*** ENTRIES PROVIDED Section Begins ***

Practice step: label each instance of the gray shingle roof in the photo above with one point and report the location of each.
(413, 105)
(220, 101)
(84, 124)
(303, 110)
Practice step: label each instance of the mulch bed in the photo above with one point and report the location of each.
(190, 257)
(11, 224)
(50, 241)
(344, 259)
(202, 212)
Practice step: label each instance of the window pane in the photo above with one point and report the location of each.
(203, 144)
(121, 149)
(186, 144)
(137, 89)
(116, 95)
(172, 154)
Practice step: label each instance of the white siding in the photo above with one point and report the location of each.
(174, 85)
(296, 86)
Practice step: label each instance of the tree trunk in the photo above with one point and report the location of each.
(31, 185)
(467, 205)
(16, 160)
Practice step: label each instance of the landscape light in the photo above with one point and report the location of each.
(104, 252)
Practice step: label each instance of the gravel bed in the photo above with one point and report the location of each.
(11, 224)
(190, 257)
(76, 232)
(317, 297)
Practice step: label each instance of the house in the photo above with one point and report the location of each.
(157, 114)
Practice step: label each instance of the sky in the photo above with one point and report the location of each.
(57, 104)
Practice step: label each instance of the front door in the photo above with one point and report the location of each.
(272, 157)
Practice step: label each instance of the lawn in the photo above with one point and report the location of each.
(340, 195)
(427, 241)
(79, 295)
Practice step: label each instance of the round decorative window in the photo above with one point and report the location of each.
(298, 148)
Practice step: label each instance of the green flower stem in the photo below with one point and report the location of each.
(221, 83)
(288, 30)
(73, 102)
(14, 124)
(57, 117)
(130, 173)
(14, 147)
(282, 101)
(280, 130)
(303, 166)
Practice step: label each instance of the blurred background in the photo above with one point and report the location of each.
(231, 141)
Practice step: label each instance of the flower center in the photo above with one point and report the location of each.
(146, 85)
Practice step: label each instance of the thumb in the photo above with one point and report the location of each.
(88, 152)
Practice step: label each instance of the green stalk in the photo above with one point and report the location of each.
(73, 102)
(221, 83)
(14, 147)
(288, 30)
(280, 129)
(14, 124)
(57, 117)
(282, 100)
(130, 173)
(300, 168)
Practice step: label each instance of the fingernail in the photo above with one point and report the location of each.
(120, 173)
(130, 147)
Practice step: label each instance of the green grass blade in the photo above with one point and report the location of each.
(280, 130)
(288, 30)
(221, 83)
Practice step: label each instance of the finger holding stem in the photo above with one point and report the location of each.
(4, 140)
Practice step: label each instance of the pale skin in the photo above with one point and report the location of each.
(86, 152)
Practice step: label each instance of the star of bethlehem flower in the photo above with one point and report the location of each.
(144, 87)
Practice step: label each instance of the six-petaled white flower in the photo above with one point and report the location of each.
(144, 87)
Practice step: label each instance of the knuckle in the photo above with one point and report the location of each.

*** ENTRIES PROVIDED Section Ends ***

What is needed is a word-for-word restatement of all the data.

Practice step: label each instance of the gray shingle roof in the photo above with one point and report the location of each.
(413, 105)
(220, 101)
(84, 124)
(303, 110)
Practice step: label each instance of the mulch bed in the photo above with one point and report the location of each.
(190, 257)
(11, 224)
(50, 241)
(344, 259)
(202, 212)
Practice step: label each instance of the window pane in the photo above with one point and report the location of each.
(203, 144)
(121, 149)
(186, 144)
(137, 89)
(116, 95)
(172, 154)
Practice step: label each instance of the white siding in the photo above with one point and report the location of each.
(174, 85)
(296, 86)
Practice step: label each instance of the tree trunk in the photo above with one point and report the location of each.
(31, 185)
(467, 205)
(16, 160)
Practice step: label each instance of the landscape light in the photo above with one point and report the location of each.
(104, 252)
Practice step: label each instance of the gravel bed in the photo above with one point and report the location of each.
(11, 224)
(190, 257)
(76, 232)
(317, 297)
Practice step: label each instance of the house in the photo above with one point and report the location of each.
(157, 114)
Practice step: label each instance of the sky in the photo above with one point and report the location of each.
(57, 104)
Practice step: label each instance of the front door in the photo above with one point and report the location of each.
(272, 157)
Practice step: label each instance of the lawn in the photo above with one point and report the location of each.
(340, 195)
(427, 241)
(79, 295)
Practice step: label each instance of the round decorative window in the photo above with one point and report the location of each.
(298, 148)
Practice step: label each instance of the green flower stem in the photo below with one point and report the location of each.
(221, 83)
(288, 30)
(73, 102)
(14, 124)
(57, 117)
(130, 173)
(14, 147)
(282, 101)
(280, 130)
(303, 166)
Practice step: label each instance of the blurred background in the photo above with one point and report the location of each.
(231, 141)
Practice step: label each instance of the flower center in the photo above with one point and report the location of each.
(146, 85)
Practice step: label each instance of the thumb in the photo above with one point and report the location of each.
(88, 152)
Practice step: label each instance of the green stalk in the photo above with one point and report the location of each.
(73, 102)
(221, 83)
(14, 147)
(288, 30)
(280, 129)
(14, 124)
(57, 117)
(282, 100)
(130, 173)
(300, 168)
Practice step: label each instance of the fingernail in the photo above with one point and report the location of each.
(120, 173)
(130, 147)
Practice step: label each instance of the green grass blade in the photo above with one point and report the location of each.
(280, 130)
(288, 30)
(221, 83)
Practice step: label each instance of the finger holding stem in the photo above with one point and report the location of each.
(4, 140)
Practice step: label each instance of the pale skin in the photo above with one point and report the location of each.
(86, 152)
Practice step: label each instance of the star of bethlehem flower in the photo above with one point and report the location of each.
(144, 87)
Practice step: label each instance of the six-petaled white flower in the photo above with one point and report the location of each.
(144, 87)
Practice step: label each instance of the knuckle in the photo above with one point and report the location of each.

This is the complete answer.